:: Data for analysis

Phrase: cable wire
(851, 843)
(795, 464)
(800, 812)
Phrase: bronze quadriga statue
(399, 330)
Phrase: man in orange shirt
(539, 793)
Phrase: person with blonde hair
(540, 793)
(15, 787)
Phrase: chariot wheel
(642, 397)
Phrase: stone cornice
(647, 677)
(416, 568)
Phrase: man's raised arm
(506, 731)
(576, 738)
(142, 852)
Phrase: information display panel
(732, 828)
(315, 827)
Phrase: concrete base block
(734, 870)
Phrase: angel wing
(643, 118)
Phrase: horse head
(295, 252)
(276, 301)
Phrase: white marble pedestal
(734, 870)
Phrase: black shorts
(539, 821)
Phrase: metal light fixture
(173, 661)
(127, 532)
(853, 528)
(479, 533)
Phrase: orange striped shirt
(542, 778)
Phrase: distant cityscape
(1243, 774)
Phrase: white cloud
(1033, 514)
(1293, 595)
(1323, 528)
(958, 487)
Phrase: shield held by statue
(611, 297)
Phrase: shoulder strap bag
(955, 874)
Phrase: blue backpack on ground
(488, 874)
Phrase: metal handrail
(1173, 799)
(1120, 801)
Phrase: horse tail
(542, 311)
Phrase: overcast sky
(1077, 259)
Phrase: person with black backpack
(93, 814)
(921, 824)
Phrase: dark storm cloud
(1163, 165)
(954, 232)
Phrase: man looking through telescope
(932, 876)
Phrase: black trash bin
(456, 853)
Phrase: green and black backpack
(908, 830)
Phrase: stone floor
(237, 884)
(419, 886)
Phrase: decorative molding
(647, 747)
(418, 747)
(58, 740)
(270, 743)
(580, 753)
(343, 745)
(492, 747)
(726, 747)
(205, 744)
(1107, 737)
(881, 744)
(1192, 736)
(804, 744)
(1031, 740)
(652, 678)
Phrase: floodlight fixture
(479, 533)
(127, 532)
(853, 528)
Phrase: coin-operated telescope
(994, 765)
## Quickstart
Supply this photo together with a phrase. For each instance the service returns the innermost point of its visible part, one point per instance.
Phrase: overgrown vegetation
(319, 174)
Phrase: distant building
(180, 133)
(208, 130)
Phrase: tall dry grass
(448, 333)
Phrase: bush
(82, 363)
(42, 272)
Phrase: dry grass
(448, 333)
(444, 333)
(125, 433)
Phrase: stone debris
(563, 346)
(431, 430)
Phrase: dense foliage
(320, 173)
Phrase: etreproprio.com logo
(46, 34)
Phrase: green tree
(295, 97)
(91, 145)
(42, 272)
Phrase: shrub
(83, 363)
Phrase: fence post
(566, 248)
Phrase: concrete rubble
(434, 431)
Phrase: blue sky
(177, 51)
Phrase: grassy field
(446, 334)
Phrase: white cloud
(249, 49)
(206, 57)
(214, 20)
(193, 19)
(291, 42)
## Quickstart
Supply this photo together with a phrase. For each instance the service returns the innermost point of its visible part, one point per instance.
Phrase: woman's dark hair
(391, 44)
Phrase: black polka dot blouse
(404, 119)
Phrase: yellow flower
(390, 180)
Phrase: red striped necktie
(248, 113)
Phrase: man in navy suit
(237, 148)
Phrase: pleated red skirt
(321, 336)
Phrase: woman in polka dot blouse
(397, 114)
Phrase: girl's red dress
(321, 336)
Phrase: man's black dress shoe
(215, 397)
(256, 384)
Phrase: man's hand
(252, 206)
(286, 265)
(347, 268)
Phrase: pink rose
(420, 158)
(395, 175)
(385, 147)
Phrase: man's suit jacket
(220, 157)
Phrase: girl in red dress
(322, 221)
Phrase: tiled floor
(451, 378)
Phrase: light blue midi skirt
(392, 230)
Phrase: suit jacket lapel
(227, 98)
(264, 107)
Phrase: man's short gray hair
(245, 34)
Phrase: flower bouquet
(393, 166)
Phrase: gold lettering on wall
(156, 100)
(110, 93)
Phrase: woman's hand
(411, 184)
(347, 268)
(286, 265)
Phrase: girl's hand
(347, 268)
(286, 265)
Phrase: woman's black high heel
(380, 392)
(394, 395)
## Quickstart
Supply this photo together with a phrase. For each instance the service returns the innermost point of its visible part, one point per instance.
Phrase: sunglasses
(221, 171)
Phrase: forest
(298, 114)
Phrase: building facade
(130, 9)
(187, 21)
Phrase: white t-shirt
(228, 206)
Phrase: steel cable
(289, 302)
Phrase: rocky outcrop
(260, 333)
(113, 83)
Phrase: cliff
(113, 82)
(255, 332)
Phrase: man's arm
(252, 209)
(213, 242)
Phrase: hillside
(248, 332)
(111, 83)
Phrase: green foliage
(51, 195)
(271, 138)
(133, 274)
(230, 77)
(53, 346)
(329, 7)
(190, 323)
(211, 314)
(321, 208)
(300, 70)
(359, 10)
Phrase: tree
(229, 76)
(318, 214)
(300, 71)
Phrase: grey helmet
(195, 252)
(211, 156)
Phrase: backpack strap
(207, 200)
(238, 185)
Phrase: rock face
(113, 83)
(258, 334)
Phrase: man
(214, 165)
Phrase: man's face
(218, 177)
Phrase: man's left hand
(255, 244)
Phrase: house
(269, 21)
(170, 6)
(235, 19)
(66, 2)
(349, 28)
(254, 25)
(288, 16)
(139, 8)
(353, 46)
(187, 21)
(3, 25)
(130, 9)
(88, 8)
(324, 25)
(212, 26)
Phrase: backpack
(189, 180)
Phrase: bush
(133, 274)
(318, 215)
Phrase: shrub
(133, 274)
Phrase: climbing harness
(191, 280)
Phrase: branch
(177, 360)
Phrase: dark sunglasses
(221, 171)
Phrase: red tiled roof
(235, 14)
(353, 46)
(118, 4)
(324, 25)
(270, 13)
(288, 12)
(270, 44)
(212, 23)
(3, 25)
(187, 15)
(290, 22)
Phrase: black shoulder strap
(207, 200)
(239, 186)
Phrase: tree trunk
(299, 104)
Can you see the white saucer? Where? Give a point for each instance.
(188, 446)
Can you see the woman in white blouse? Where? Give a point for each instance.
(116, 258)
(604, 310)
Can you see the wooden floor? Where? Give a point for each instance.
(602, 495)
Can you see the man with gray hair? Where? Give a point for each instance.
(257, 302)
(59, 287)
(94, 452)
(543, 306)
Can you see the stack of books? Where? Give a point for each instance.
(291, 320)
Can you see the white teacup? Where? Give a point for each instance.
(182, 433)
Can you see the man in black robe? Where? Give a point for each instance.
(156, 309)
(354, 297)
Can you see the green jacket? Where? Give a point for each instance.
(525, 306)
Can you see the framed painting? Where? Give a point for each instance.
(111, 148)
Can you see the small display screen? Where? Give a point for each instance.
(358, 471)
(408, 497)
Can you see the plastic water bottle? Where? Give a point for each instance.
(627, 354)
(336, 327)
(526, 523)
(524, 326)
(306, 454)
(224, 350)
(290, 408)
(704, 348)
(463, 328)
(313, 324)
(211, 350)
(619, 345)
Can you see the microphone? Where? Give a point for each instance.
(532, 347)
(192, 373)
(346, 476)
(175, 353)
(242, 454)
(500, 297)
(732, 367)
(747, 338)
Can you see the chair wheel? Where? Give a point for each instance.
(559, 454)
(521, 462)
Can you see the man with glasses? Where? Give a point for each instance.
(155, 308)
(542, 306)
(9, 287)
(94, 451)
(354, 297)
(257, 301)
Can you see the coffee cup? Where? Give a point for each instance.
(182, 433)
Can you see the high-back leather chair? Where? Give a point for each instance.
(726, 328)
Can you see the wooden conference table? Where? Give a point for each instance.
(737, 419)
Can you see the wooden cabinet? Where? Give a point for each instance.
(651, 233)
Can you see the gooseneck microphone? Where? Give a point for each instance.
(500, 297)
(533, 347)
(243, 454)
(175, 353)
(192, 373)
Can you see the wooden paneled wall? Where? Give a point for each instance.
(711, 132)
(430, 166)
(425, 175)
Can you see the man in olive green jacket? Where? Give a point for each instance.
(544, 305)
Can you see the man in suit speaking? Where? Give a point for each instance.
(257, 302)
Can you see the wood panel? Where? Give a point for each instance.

::::

What is being asked
Starting with the line that contains "Can you see the man in olive", return every line through the last one of the records, exactly as written.

Solution for this task
Can you see the man in olive green jacket? Where? Give a point for each instance.
(544, 305)
Can you see the man in suit speaking? Where? Give a point for each instance.
(257, 302)
Can you see the wood panel? Where? Give a point for each instance.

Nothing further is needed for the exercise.